**Stated exercise:** Set out the listing as a numbered list with blank lines dropped. Begin at the line that has "Pin the blurred" and go through the last line of the listing, including both.

**Records for the exercise:**
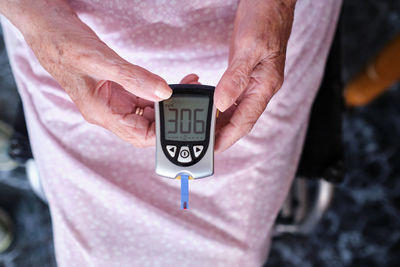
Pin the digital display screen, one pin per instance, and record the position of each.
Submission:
(185, 118)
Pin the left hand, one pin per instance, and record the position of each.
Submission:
(256, 66)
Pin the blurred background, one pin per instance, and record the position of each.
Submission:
(362, 224)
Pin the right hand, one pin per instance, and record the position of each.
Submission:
(106, 88)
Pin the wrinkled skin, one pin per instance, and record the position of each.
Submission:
(107, 89)
(256, 65)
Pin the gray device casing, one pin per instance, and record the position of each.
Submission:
(201, 169)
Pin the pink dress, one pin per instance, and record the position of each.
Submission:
(108, 207)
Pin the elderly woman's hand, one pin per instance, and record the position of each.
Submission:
(256, 65)
(108, 90)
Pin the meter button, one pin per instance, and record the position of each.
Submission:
(197, 150)
(184, 155)
(171, 150)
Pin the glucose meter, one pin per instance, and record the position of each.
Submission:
(185, 127)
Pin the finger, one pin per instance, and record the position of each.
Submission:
(113, 108)
(102, 63)
(241, 122)
(233, 82)
(137, 130)
(190, 79)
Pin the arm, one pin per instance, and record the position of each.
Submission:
(256, 66)
(105, 87)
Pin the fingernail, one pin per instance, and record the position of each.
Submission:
(163, 94)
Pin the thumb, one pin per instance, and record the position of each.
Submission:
(233, 82)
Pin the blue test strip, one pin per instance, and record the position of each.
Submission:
(184, 191)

**Reply:**
1. Pin the blurred background, one pin per instance, and record the position of each.
2. Submission:
3. (362, 224)
4. Pin the right hand, one pin per instance, and record the position of each.
5. Submission:
6. (106, 88)
7. Pin the wrinkled skin, one pin per instance, and record the position of each.
8. Submission:
9. (107, 89)
10. (256, 65)
11. Pin the gray device casing, one pin per instance, and record the position of each.
12. Submission:
13. (201, 169)
14. Pin the pink dress, one pin per instance, and record the position of each.
15. Submission:
16. (108, 207)
17. Pin the elderly woman's hand, one pin per instance, and record the position of each.
18. Submission:
19. (256, 65)
20. (108, 90)
21. Pin the meter button, one pin per instance, and record the position of each.
22. Submission:
23. (197, 150)
24. (184, 155)
25. (171, 150)
26. Pin the glucose meter, one pin per instance, and record the position of each.
27. Submission:
28. (185, 127)
29. Pin the finger, one pin per instance, and record the position of each.
30. Submission:
31. (113, 108)
32. (102, 63)
33. (241, 122)
34. (233, 82)
35. (137, 130)
36. (190, 79)
37. Pin the arm, one pin per instance, and record the position of each.
38. Submission:
39. (256, 66)
40. (105, 87)
41. Pin the fingernail, one pin per instance, and record the position of each.
42. Submission:
43. (163, 94)
44. Pin the thumb, one pin per instance, and record the position of each.
45. Submission:
46. (233, 82)
47. Pin the blue test strip, one pin per instance, and record the position of each.
48. Submission:
49. (184, 191)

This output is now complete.